§ TASK GOAL
Retype the data below from the line that contains "Could you point out every instance of the lower" through the end of the data, inclusive.

§ DATASET EXTRACT
# # # # # # #
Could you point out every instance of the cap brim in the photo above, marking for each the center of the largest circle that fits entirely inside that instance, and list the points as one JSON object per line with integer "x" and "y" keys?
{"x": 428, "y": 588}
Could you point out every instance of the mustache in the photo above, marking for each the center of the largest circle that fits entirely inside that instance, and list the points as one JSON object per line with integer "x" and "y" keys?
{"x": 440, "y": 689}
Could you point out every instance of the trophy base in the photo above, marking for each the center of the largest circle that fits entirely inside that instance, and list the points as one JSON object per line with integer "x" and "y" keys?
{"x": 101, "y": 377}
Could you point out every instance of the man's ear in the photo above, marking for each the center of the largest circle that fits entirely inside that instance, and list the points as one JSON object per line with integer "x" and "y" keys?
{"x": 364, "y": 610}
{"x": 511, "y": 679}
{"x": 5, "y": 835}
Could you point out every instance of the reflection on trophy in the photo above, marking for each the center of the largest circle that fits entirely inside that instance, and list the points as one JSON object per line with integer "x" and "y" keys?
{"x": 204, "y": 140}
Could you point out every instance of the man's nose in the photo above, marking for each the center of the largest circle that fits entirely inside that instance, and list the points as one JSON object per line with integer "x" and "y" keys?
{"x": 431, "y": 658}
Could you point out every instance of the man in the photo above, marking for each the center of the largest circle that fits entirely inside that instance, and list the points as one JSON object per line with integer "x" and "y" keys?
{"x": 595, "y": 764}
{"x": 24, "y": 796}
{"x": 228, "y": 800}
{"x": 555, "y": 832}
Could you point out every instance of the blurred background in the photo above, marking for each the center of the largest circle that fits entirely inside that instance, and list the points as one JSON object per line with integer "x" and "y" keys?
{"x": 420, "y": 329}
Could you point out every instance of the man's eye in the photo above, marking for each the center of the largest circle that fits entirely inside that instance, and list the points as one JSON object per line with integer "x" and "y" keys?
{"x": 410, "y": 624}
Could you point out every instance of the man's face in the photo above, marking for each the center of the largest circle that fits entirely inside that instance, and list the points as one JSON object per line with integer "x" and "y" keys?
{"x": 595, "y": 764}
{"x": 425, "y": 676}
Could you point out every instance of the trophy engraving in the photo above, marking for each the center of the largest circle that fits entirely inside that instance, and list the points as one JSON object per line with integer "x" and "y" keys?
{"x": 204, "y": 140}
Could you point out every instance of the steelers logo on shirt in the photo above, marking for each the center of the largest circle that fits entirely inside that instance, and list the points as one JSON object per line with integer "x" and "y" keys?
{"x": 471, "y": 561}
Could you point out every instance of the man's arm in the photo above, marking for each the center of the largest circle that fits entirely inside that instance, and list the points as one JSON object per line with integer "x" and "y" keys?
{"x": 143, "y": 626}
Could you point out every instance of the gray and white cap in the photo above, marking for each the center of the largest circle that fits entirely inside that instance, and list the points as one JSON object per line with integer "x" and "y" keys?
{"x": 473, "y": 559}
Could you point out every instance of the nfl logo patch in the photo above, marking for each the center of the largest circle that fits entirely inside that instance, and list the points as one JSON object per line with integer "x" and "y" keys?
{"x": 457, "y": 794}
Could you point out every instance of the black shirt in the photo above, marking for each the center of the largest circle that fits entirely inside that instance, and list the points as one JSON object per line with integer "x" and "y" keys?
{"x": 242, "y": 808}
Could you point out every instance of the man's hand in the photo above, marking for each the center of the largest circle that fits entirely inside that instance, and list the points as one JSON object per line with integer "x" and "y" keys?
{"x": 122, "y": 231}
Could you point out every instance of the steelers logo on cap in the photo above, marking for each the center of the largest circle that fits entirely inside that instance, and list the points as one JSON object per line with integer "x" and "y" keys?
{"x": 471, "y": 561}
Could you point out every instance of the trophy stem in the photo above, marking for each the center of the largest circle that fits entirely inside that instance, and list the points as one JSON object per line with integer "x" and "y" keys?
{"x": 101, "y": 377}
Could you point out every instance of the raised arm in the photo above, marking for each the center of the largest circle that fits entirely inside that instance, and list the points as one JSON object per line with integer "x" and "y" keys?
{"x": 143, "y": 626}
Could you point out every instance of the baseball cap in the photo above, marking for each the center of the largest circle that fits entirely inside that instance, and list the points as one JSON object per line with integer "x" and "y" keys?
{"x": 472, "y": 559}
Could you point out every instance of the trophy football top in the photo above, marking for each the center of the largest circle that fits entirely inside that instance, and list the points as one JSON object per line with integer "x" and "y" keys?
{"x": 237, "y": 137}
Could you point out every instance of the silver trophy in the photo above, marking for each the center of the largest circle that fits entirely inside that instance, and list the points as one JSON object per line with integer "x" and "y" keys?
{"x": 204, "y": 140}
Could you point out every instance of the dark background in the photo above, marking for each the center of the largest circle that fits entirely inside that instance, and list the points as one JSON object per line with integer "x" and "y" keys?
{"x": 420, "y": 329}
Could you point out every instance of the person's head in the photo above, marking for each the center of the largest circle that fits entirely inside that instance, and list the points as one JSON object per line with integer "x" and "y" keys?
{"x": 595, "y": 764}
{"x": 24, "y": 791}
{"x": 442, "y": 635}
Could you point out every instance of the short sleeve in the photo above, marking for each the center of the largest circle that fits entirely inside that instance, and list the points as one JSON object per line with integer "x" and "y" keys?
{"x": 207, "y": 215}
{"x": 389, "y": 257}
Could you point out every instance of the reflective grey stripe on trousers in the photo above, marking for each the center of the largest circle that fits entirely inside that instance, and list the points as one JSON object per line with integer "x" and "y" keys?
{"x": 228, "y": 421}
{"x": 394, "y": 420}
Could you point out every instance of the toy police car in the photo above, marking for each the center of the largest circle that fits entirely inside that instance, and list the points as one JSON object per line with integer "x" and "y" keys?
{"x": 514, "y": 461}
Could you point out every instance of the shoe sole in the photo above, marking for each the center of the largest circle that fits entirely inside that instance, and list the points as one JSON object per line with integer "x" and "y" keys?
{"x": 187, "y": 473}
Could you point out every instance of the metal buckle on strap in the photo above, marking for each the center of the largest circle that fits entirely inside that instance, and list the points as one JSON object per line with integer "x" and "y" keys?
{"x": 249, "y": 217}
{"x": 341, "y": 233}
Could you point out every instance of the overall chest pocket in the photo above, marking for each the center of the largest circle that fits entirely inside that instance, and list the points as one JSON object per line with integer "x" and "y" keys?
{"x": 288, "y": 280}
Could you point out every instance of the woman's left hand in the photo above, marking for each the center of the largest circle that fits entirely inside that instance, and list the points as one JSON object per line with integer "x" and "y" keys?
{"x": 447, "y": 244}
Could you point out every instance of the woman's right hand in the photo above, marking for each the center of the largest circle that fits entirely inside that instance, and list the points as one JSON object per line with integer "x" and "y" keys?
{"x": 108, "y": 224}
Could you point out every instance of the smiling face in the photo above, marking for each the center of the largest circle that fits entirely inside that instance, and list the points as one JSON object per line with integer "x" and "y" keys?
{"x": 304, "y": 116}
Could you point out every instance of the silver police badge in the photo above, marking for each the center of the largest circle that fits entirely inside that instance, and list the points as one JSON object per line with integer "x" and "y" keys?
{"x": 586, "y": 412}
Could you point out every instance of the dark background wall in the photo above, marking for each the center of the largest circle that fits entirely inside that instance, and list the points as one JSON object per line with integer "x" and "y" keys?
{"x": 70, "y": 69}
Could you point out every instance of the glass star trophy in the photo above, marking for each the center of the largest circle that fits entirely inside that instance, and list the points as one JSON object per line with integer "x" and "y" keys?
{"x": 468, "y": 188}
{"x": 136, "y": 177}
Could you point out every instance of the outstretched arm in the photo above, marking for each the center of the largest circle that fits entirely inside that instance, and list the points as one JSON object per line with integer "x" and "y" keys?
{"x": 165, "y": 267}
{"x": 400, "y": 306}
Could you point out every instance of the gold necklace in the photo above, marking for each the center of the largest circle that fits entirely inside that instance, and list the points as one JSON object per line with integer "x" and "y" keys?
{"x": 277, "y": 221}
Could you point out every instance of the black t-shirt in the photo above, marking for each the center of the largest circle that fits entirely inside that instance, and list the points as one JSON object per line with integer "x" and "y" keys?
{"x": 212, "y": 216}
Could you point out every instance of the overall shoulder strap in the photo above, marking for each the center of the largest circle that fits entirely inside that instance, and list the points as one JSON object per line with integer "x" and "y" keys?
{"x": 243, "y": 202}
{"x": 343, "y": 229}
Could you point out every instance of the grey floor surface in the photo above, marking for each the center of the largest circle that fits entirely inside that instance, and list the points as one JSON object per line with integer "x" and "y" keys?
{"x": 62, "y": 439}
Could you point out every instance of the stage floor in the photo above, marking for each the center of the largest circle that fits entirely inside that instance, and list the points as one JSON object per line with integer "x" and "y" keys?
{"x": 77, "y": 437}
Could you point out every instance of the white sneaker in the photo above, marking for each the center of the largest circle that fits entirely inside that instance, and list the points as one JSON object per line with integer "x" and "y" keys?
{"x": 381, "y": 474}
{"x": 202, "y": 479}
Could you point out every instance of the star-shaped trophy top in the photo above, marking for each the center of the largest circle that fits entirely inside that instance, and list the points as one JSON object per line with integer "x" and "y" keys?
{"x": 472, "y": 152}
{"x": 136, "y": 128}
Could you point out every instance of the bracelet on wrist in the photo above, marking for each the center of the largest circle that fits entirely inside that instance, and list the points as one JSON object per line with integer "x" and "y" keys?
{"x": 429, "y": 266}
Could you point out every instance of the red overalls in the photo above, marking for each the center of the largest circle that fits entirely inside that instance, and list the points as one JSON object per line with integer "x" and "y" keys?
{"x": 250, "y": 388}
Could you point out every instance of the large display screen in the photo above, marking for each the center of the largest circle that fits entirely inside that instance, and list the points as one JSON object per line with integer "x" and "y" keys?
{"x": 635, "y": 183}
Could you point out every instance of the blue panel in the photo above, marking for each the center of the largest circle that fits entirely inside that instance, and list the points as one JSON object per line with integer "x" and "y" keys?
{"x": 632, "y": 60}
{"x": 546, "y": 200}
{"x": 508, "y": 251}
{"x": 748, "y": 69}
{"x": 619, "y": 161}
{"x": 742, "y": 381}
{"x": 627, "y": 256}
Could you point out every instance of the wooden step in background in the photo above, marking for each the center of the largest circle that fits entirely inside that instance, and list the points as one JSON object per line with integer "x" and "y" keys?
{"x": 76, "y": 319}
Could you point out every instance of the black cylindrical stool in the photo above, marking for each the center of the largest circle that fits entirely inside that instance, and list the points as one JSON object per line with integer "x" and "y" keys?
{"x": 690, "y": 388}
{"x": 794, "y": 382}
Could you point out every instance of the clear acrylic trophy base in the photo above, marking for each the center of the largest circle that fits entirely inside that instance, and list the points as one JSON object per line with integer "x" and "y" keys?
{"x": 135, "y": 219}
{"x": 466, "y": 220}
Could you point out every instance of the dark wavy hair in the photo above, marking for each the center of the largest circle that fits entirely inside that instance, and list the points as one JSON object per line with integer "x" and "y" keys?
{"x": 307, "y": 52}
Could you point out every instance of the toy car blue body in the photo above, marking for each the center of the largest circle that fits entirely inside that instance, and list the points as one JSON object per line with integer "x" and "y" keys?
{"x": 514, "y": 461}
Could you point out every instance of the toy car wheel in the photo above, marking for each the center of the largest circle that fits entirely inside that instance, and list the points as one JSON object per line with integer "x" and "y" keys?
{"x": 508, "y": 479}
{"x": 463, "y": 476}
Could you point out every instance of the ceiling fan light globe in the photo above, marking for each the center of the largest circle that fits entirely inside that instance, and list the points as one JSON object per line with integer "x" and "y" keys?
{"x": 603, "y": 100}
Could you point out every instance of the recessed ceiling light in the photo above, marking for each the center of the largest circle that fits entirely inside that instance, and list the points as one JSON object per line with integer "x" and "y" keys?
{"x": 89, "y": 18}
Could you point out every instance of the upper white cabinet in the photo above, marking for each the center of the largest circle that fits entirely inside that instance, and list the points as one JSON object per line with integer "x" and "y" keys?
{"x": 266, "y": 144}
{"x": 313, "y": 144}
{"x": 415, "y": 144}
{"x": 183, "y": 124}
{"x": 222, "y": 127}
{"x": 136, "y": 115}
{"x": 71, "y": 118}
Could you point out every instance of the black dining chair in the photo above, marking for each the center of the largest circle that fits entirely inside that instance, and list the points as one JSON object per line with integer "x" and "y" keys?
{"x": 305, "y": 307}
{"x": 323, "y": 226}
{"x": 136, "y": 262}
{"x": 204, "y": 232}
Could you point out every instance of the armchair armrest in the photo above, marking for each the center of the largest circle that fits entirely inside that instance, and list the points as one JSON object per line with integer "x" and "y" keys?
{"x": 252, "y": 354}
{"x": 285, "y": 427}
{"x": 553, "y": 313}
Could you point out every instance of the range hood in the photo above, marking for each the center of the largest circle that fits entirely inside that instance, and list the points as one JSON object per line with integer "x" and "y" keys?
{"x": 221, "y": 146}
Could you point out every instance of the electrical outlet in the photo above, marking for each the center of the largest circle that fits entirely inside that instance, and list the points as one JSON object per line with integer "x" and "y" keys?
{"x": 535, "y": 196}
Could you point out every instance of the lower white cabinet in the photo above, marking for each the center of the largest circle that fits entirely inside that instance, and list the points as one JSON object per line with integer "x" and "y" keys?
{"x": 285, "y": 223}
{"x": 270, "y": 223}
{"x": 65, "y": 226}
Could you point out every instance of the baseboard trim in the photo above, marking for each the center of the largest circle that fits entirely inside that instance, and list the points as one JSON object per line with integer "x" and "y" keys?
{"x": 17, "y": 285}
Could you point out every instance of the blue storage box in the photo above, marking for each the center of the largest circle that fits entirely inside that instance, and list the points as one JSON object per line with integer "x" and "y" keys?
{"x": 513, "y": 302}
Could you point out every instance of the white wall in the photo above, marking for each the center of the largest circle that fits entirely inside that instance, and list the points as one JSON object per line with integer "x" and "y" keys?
# # # # # # #
§ REPLY TO THE EXERCISE
Could you point out every instance of the lower white cabinet in the photo above, marking for each the center of the largest circle that fits entirely inside that instance, and list the points as one JSON object per line with integer "x" and "y" keys?
{"x": 285, "y": 223}
{"x": 270, "y": 223}
{"x": 65, "y": 226}
Could you point out every instance of the baseboard trim in the photo above, marking for each the center of the largest circle that fits entirely inside that instance, and list the points as one JSON object per line with integer "x" and "y" keys?
{"x": 17, "y": 285}
Could you point out every instance of the blue storage box in the photo above, marking for each the center of the largest circle that fits entirely inside that instance, and list the points as one JSON object per line with integer "x" and "y" keys?
{"x": 513, "y": 302}
Could you point out every instance of the white wall in the photo above, marking for each the center of the largest circle that fits entirely inside that instance, and list the points as one JSON object per line with integer "x" and "y" keys?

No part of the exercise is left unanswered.